▸ **Goal**: Quote the records beneath, complete and exact. Leave out images.

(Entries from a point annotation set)
-- BEGIN --

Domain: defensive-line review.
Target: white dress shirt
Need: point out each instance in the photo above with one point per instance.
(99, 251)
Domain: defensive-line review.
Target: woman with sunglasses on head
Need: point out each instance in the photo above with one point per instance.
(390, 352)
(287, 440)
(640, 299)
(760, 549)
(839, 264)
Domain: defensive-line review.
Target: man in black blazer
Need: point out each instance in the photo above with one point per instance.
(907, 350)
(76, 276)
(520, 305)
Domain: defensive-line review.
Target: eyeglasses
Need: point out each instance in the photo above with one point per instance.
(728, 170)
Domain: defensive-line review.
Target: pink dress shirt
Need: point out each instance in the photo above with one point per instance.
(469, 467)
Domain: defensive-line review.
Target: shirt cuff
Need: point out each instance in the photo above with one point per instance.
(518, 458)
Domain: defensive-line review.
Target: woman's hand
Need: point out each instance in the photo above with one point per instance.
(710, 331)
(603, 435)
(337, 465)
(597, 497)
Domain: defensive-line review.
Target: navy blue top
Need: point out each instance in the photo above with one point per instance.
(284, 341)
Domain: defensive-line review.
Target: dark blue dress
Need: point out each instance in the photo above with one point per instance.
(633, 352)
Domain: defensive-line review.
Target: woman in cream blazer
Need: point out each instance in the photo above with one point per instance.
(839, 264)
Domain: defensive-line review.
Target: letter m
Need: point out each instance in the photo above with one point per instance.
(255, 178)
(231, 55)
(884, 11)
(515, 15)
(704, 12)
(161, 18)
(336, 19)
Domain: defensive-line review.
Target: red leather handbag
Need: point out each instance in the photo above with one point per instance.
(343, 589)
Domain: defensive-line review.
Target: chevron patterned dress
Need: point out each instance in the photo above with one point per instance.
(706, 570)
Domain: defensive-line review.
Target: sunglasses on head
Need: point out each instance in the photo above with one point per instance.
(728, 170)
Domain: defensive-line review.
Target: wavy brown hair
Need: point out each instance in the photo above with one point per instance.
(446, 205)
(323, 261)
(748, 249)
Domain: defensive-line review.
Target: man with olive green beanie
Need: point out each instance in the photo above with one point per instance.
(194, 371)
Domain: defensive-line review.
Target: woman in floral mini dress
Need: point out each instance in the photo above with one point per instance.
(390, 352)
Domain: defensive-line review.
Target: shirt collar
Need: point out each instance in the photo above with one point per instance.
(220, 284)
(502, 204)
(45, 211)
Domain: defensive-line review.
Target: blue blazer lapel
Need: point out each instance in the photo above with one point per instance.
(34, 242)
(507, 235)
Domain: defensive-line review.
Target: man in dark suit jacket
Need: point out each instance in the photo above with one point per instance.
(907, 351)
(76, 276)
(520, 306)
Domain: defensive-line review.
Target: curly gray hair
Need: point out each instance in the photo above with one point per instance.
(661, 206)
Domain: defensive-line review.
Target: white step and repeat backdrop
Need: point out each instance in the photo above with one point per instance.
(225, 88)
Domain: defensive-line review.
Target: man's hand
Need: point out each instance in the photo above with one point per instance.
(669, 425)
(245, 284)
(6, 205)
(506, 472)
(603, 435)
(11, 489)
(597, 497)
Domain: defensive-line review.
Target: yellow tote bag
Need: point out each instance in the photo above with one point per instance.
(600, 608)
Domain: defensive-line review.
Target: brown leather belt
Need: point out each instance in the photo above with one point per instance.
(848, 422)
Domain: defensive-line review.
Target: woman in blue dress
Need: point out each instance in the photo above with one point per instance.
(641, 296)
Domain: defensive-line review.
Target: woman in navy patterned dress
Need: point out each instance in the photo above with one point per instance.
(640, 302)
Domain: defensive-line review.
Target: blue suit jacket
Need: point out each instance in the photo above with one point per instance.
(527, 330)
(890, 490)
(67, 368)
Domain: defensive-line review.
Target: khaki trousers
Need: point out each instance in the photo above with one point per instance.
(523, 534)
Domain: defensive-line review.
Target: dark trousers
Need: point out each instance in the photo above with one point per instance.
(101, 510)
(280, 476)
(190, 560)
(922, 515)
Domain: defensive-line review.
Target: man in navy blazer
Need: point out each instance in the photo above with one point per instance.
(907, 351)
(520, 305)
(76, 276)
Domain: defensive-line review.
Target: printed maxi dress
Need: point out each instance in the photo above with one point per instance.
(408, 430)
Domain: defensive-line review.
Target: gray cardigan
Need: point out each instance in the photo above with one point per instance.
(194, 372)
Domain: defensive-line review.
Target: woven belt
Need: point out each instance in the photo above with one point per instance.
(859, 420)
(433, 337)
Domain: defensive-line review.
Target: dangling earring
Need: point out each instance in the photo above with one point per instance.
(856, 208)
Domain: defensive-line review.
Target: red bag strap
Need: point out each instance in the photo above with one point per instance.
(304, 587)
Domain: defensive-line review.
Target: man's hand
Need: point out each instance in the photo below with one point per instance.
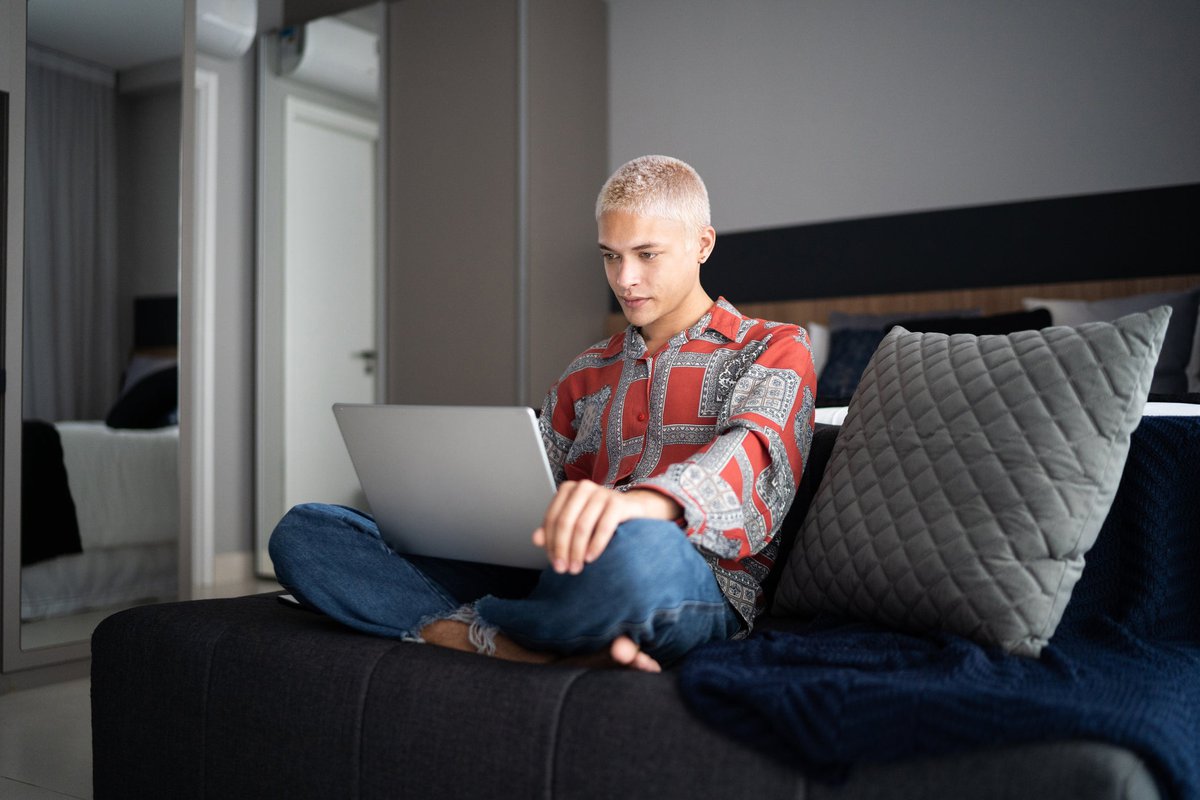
(583, 516)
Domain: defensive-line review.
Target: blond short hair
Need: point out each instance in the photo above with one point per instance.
(657, 186)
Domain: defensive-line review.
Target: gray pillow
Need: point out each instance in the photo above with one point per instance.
(1173, 373)
(971, 476)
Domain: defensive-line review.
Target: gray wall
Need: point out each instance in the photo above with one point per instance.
(456, 217)
(148, 199)
(798, 112)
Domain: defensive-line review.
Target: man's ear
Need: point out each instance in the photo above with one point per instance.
(707, 242)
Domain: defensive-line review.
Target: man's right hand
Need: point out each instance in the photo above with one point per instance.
(583, 516)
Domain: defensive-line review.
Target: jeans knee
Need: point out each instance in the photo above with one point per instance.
(297, 531)
(645, 552)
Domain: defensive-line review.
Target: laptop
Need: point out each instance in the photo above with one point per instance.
(463, 482)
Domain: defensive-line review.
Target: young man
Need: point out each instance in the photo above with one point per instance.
(677, 446)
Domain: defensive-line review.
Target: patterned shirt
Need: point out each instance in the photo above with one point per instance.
(719, 420)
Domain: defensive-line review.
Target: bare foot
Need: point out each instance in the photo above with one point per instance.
(455, 635)
(627, 653)
(622, 653)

-- END --

▸ **Final result**:
Domain: defensive-line review.
Target: white dress shirt
Need: point out each instance in the photo above with one point per instance.
(99, 251)
Domain: defensive-line review.
Target: woman with sunglasses on head
Need: point out each instance in the photo above with one point per instance.
(390, 352)
(287, 440)
(640, 299)
(760, 549)
(839, 264)
Domain: defensive-line review.
Target: man in black blazer
Need: point out each instance in the photo above with one point per instance.
(907, 350)
(76, 276)
(520, 305)
Domain: defensive-line review.
Target: eyeglasses
Need: point out each instance in the photo above with one point per instance.
(728, 170)
Domain: defensive-line review.
Target: pink dress shirt
Need: point out each instance in the photo above with one point per instance.
(469, 467)
Domain: defensive-line review.
Target: shirt cuff
Need: point out each instance in the photo above with one point per instance.
(518, 458)
Domain: defensive-line review.
Target: woman's hand
Need: point out each instance in the photo above with one point per instance.
(710, 331)
(603, 435)
(337, 465)
(597, 497)
Domain: defensive-line review.
Target: navy blue top
Need: point out each instance in the photo above with one point per instance.
(284, 341)
Domain: defensive-line review.
Target: dark blue dress
Need: point out each instance in the photo above with one point per instance.
(633, 352)
Domain: defensive-line review.
Target: woman in cream blazer
Need: point out each instance in the photo above with one point per instance.
(839, 264)
Domain: defensive-line review.
Target: letter m
Need: point out each instance in the photo above with one point per instance.
(255, 178)
(231, 55)
(884, 11)
(515, 15)
(704, 12)
(161, 18)
(336, 19)
Domain: defensive-line review.
Target: red leather handbag
Need: point out each instance in the photo above with one point per instance.
(343, 589)
Domain: defensive-line review.
Target: chevron patterned dress
Need: point out each instance in the photo above with one point per instance.
(706, 570)
Domain: defensive-line review.
Target: sunglasses on head
Need: point out each instance in the photo above with one point per instance.
(728, 170)
Domain: defensive-line review.
Target: wavy brown hair
Need: point out each instance in the photo above with one point per instance.
(446, 205)
(323, 261)
(748, 249)
Domain: defensive-line review.
Target: man with olive green beanie
Need: point out each instance in the photo above with one point per instance.
(194, 371)
Domain: defensive-line review.
Target: woman in floral mini dress
Need: point out each instance in the photo above with one point per instance.
(390, 352)
Domain: defensive-line review.
Target: shirt collar
Need: point out each instance in the photo above with one point per instance.
(220, 284)
(502, 204)
(45, 211)
Domain: defensive-line review.
Target: blue blazer lapel
Need: point out each instance in the photo above with one point per instance.
(34, 242)
(507, 235)
Domain: defensive-line review.
Target: man in dark suit jacket
Need: point out each instance in the photo above with one point per instance.
(907, 351)
(76, 276)
(520, 306)
Domain: defensive-line review.
Target: curly gray hair
Need: point out each instance in the photo above with one point per instance.
(661, 206)
Domain: defensive-line review.
Target: white step and repeat backdrop
Need: point out each instance in the photo above with one point per instance.
(225, 88)
Domain: defensive-line review.
Target: man's hand
Need: point out each instance in the photo above with one point per instance.
(669, 425)
(245, 284)
(6, 205)
(506, 472)
(603, 435)
(11, 489)
(597, 497)
Domain: defensive-line review.
Target: yellow tote bag
Need: point out each instance in the photo above with one point per instance.
(600, 608)
Domain: defensive-line review.
Target: brown leather belt
Need: point out each instance in the photo above with one point per instance.
(848, 422)
Domain: defensive-line review.
Target: woman in blue dress
Need: point out each instance in the photo above with one point per instance.
(641, 296)
Domain: defensive-line review.
Target: woman in navy patterned dress
Need: point out each instance in the photo above with one point per instance.
(640, 302)
Domain: defensive-line review.
Target: blue suit jacket
Need: point out each instance in the photo above with one point per instance.
(527, 330)
(890, 490)
(67, 368)
Domain: defensive-line review.
Target: khaki trousers
Need: point out each instance in the photo above with one point per instance.
(523, 534)
Domain: defensive-line review.
Target: dark trousers
Need: point out each instance in the photo above with one point per instance.
(101, 510)
(280, 476)
(190, 560)
(922, 515)
Domain: defensive-line review.
Target: man in navy blazer
Need: point out each instance in the photo above with one point per instance.
(907, 351)
(520, 305)
(76, 276)
Domain: defensive-line review.
Target: printed maxi dress
Need: point out each instance in the photo above with one point per instance.
(408, 430)
Domain: defensive-line review.
Target: gray cardigan
Need: point out each instance in the photo above with one point per instance.
(194, 372)
Domain: defensive-line review.
Target: woven belt
Need: point out each instance in the photo above with one point per instance.
(859, 420)
(433, 337)
Domain: defensive-line review.
Target: dangling earring
Need: point out each instance in the photo above with one point per instance.
(856, 208)
Domain: defensive-line review.
Target: red bag strap
Need: point out each instance in the photo above with one point per instance.
(304, 587)
Domain: defensive-line review.
Target: man's hand
Need: point out each instance in the photo below with one point per instance.
(583, 516)
Domain: defensive-line review.
Target: blond short hair
Need: point out each instance in the photo above with one point per instance.
(657, 186)
Domain: defensive-line review.
Target: gray pillow
Need: point out each instance in the photo above with one point per instance.
(1173, 373)
(971, 476)
Domain: defensive-line review.
Target: gray wall
Need: point out each instance in the photo above with one point per instance.
(456, 217)
(148, 199)
(798, 112)
Domain: defensive-line review.
Target: man's ear
Need: point out each instance in the photo above with one point per instance.
(707, 242)
Domain: defensive-line review.
Target: man's right hand
Need: point out each instance in the photo above with one point per instance.
(583, 516)
Domain: defensive-line review.
Target: jeans knee
Need: point out each instance in the photo above with one point per instance.
(297, 531)
(645, 552)
Domain: defensive-line review.
Target: laptop
Need: point out each instance in the photo above with one point per instance.
(463, 482)
Domain: defensive-line review.
Target: young man
Need: point out each instance in the photo above with one point per instance.
(677, 446)
Domain: defensive-line review.
Target: patterned shirt
Need: point out each instance in the photo above with one point per instance.
(719, 420)
Domain: defensive-line review.
Target: bare foot
Need: point out each instance in the photo above with one point per instance.
(455, 635)
(627, 653)
(622, 653)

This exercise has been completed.